-------- TEXT EXCERPT --------

From bookmaking alone, the organization is estimated to have made $17.6 million in profits in less than a year - from December 2004 to November 2005. Besides the sizable quantities of drugs it smuggled into Canada, the organization also charged what its leaders referred to as “a tax” on other drug traffickers who used their contacts to smuggle in cocaine through Pierre Elliott Trudeau Airport.

During Nicolo Rizzuto and Francesco Del Balso’s bail hearing in August 2007, RCMP investigator Michel Fortin described how while the Hells Angels control most of the distribution-level of drug trafficking in Montreal - selling cocaine by the kilo - the Mafia maintains a tight grip on areas in eastern parts of the city like St. Leonard and Riviere des Prairies. Drug traffickers suspected of controlling that turf were videotaped on numerous occasions paying what appeared to be tribute (in cash) to Mafia leaders at the Consenza.


Aftermaths, Consequences
Project Colisee , coupled with Vito Rizzuto’s absence, left the organization in a weakened state.

-------- EXERCISE DATA --------

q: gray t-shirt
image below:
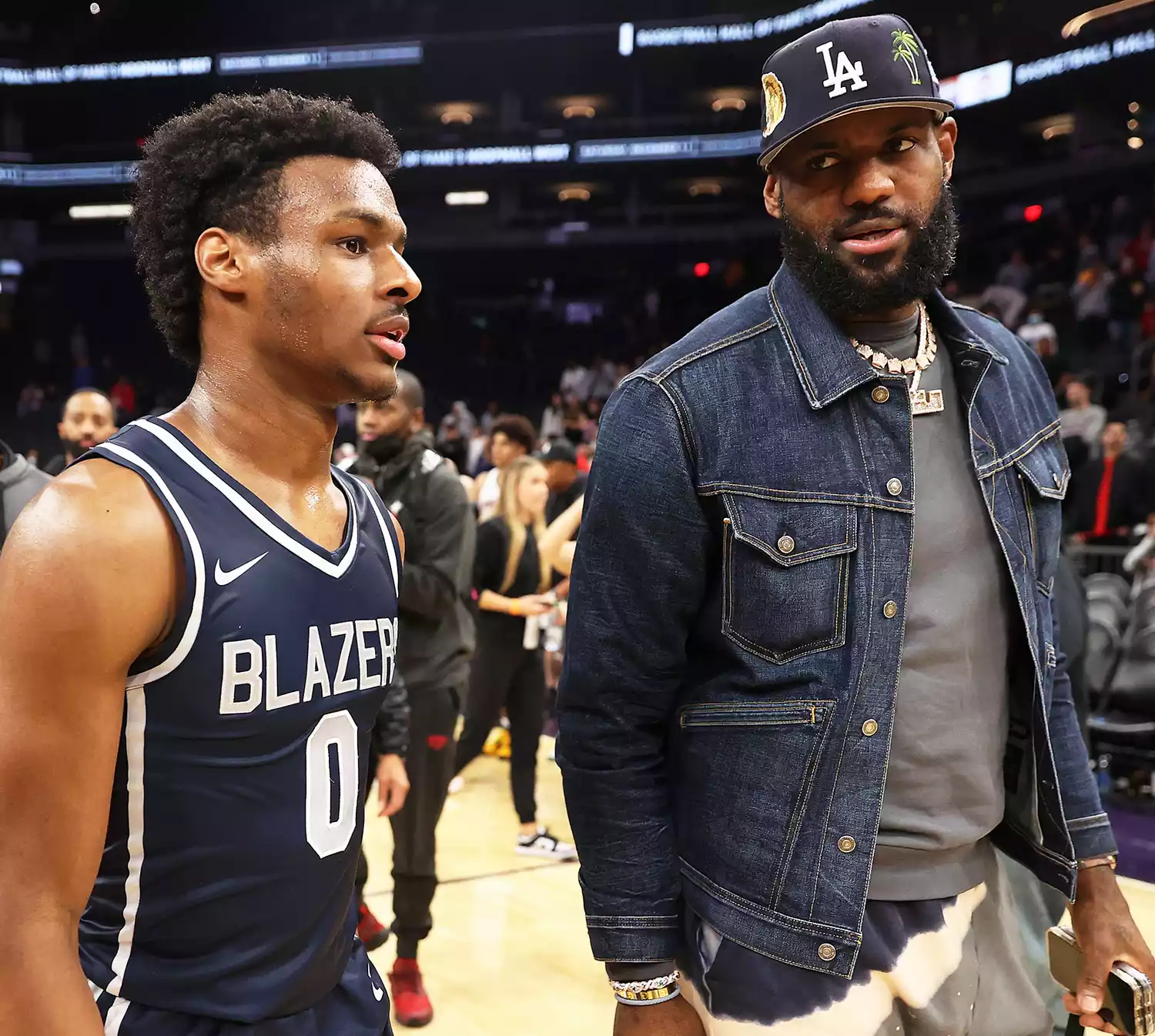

--------

__WORK REQUEST 1__
Using the text on the Montreal organization, list every person it mentions by name.
__WORK REQUEST 2__
In the text on the Montreal organization, begin at the words "During Nicolo Rizzuto" and stop after "at the Consenza.". Rewrite that span, replacing "Mafia" with "Cosa Nostra" everywhere it occurs.

__EXERCISE OUTPUT 1__
Nicolo Rizzuto, Francesco Del Balso, Michel Fortin, Vito Rizzuto

__EXERCISE OUTPUT 2__
During Nicolo Rizzuto and Francesco Del Balso’s bail hearing in August 2007, RCMP investigator Michel Fortin described how while the Hells Angels control most of the distribution-level of drug trafficking in Montreal - selling cocaine by the kilo - the Cosa Nostra maintains a tight grip on areas in eastern parts of the city like St. Leonard and Riviere des Prairies. Drug traffickers suspected of controlling that turf were videotaped on numerous occasions paying what appeared to be tribute (in cash) to Cosa Nostra leaders at the Consenza.